Supplied text
####################
Effects of self-consumption of different sweet substances on urine proteome of mice

Abstract: Objective: To explore the possible effects of different sweet taste substances on the body by analyzing the changes of urinary proteome in mice after self-consumption of different sweet taste substances.
Methods: Urine samples of C57BL/6l mice were collected before and after self-consumption of sweet substances, including sucrose, stevia glycosides, acesulfame and sucralose, which are widely used in the world and can cause the preference reaction of mice. Among them, the concentration of non-nutritive sweeteners was selected as the concentration that has been shown to have the strongest preference reaction of mice. Label-free quantitative proteomics using high performance liquid chromatography-tandem mass spectrometry (LC-MS/MS) was used for analysis. Differential proteins of urine proteome were screened in groups for analysis of protein functions and biological pathways. The urine proteome of single mice before and after self-consumption of sweet substances was compared, and the common differential proteins were counted; and the different sweet substances were compared horizontally.
####################
What this exercise asks
a - Answer these from the mouse urine proteome abstract, one line each:
(i) What does the study analyze to explore the effects of sweet substances on the body?
(ii) Which four sweet substances did the mice consume?
(iii) What analytical method was used?
b - Please carry on the mouse urine proteome abstract, starting after its last sentence.
You will not need the items for any of this work.

Listed records
####################
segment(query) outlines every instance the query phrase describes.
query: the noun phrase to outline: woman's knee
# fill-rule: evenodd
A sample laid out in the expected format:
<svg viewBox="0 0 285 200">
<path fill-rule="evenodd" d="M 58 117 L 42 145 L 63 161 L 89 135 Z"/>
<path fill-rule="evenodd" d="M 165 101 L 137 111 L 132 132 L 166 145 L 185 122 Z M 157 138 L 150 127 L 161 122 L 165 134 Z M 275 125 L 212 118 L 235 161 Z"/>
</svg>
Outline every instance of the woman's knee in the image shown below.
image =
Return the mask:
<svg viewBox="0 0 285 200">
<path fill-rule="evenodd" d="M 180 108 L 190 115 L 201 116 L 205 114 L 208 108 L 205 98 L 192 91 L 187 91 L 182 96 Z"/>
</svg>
####################
Answers to the tasks
a -
(i) The changes of the urinary proteome in mice after self-consumption of different sweet taste substances.
(ii) Sucrose, stevia glycosides, acesulfame and sucralose.
(iii) Label-free quantitative proteomics using high performance liquid chromatography-tandem mass spectrometry (LC-MS/MS).

b -
Results and conclusions: Urine proteome can reflect the body changes of mice after self-consumption of sweet substances. And the effects of different sweet substances on urine proteome were different. Among the four sweet substances, sucralose caused the most similar changes in the body compared with sucrose. Compared with sucrose, stevia glycosides caused the most different changes in the body. The body changes caused by sucrose, acesulfame and sucralose are similar, but the body changes caused by stevia glycoside are different from other sweet substances. After self-consumption of the four sweet substances, the urine proteome differential proteins in mice all had proteins that had been reported to be related to brain reward circuitry, while only the urine proteome differential proteins after self-consumption of sucrose, acesulfame and sucralose were mainly related to metabolic processes. Urine proteomic differential proteins after acesulfame of stevia glycoside were mainly related to nucleosome assembly and gene expression.